* **Directions for this task**: Could you reproduce the lines below from the one with "In this exercise you will indicate the wooden beam" through the one with "In this exercise you will indicate the pink garden"? Keep both ends and add nothing.

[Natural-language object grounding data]
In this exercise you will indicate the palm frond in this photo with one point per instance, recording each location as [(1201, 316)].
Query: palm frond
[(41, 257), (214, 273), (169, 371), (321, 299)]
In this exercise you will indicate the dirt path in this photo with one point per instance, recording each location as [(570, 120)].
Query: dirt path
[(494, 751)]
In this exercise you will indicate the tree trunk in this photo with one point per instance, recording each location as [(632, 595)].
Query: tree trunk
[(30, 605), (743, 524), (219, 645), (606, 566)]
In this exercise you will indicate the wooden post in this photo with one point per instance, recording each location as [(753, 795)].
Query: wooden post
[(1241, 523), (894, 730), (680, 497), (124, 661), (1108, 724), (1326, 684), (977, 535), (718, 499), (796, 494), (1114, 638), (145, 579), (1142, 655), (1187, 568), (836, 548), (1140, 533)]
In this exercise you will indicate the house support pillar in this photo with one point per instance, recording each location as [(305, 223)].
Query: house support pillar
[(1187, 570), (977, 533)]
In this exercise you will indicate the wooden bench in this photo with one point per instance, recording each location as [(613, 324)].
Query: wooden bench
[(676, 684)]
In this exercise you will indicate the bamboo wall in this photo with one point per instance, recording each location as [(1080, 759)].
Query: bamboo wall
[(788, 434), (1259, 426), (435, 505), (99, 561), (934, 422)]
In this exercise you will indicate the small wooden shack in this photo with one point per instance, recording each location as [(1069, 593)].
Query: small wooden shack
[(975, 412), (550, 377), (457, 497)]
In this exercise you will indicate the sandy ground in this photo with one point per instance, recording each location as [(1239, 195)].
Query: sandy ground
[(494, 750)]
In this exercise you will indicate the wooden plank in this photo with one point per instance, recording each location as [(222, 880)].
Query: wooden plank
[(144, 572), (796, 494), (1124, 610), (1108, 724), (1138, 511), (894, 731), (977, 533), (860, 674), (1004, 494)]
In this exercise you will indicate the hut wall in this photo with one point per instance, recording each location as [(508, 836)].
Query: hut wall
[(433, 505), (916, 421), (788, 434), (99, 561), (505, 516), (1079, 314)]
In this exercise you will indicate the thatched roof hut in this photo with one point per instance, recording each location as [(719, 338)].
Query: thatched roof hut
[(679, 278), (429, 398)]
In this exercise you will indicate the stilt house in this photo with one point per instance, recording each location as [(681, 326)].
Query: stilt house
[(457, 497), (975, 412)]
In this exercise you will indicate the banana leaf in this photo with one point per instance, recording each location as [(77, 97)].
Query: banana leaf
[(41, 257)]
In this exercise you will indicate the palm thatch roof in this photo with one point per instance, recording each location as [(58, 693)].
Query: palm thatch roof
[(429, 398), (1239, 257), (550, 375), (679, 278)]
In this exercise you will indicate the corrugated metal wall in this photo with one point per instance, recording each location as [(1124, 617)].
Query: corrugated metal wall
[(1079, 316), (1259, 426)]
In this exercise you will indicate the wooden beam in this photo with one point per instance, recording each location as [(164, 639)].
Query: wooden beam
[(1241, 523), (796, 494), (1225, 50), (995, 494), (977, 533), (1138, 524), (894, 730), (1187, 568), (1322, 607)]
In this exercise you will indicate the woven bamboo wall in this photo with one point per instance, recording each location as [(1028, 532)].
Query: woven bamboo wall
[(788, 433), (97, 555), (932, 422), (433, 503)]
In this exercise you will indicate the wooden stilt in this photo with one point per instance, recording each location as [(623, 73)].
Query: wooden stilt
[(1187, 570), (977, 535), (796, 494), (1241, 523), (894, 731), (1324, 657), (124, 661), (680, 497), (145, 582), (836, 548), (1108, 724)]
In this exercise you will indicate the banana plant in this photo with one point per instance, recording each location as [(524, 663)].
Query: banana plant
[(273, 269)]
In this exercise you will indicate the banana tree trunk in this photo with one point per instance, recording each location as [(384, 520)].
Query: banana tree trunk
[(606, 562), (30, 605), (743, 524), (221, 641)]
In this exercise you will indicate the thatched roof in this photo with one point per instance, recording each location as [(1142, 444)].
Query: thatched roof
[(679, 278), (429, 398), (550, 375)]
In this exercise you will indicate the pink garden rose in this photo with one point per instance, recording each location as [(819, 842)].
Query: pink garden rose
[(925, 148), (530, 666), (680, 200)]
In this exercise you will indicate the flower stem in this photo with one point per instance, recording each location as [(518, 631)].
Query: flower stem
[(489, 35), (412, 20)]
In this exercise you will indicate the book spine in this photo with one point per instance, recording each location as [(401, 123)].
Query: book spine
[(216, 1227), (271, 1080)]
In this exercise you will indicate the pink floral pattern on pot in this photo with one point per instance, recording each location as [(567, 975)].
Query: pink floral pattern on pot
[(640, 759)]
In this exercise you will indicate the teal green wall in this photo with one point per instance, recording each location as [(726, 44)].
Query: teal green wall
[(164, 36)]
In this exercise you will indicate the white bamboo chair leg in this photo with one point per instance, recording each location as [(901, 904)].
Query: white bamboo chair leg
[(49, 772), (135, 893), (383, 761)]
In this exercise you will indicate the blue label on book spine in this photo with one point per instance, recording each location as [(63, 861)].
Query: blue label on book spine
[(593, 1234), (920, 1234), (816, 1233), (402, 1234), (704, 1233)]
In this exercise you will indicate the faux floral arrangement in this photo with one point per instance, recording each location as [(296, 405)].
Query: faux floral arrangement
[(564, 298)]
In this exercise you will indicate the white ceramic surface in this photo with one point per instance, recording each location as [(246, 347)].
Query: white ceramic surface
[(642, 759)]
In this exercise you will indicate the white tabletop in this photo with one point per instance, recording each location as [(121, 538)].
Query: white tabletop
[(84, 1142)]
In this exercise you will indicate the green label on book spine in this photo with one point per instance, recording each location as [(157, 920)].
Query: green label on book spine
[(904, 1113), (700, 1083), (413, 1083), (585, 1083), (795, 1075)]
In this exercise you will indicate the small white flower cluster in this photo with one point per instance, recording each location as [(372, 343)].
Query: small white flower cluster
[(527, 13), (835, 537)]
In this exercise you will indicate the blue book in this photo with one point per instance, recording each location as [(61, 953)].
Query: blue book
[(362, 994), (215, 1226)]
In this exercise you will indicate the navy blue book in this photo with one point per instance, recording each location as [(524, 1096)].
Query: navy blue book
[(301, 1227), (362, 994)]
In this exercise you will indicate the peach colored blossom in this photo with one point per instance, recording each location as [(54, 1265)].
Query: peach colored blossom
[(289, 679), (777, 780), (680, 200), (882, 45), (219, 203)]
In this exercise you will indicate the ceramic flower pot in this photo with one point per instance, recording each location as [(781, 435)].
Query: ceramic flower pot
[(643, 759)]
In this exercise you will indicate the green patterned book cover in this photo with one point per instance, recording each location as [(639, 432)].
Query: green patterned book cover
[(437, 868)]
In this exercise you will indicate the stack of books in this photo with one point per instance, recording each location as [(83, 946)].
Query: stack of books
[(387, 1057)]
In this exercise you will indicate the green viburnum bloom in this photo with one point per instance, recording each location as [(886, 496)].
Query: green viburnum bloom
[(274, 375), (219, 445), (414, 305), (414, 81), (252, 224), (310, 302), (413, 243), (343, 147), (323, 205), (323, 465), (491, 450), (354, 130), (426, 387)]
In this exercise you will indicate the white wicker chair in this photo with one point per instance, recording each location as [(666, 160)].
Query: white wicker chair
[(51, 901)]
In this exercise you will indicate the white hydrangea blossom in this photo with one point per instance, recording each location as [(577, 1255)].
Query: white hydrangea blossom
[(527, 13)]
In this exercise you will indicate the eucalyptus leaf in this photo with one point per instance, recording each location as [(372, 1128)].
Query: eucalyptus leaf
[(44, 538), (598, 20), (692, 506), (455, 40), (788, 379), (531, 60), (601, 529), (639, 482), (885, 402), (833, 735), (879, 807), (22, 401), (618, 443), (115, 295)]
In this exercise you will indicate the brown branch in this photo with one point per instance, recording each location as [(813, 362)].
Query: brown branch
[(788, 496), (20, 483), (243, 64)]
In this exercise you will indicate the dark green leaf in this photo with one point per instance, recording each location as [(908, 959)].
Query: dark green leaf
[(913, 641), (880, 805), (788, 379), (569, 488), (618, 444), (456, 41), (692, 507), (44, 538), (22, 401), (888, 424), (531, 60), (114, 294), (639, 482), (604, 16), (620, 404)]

* **Response area**:
In this exercise you will indicate the wooden beam in this photo with one point per instance, recording each location as [(164, 639)].
Query: wooden beam
[(1241, 523), (796, 494), (1225, 50), (995, 494), (977, 533), (1138, 524), (894, 730), (1187, 568), (1322, 607)]
In this exercise you will indicate the woven bamboo wall in this photo with one point per instance, recording each location as [(1028, 532)].
Query: woven bamboo wall
[(788, 433), (97, 555), (932, 422), (433, 503)]
In this exercise you will indicate the wooden stilt in this photo with one point per instance, recording each location as [(623, 73)].
Query: wooden stilt
[(1187, 570), (977, 535), (796, 494), (1241, 523), (894, 731), (1324, 657), (124, 661), (680, 497), (145, 582), (836, 548), (1108, 724)]
In this exercise you will indicate the banana plant in this photo with one point per instance, recording each location as [(524, 663)].
Query: banana plant
[(273, 269)]
In this exercise you will indicate the banana tree trunk in this photo with one point per instance, recording each location as [(384, 520)].
Query: banana tree trunk
[(606, 562), (30, 605), (743, 524), (221, 641)]
In this exercise you will indicate the thatched roof in this photo with one point per instance, recording each location as [(1142, 444)].
Query: thatched roof
[(679, 278), (429, 398), (550, 375)]
In this exercise you will indicate the pink garden rose in this photo with one point per instance, recording each location as [(819, 842)].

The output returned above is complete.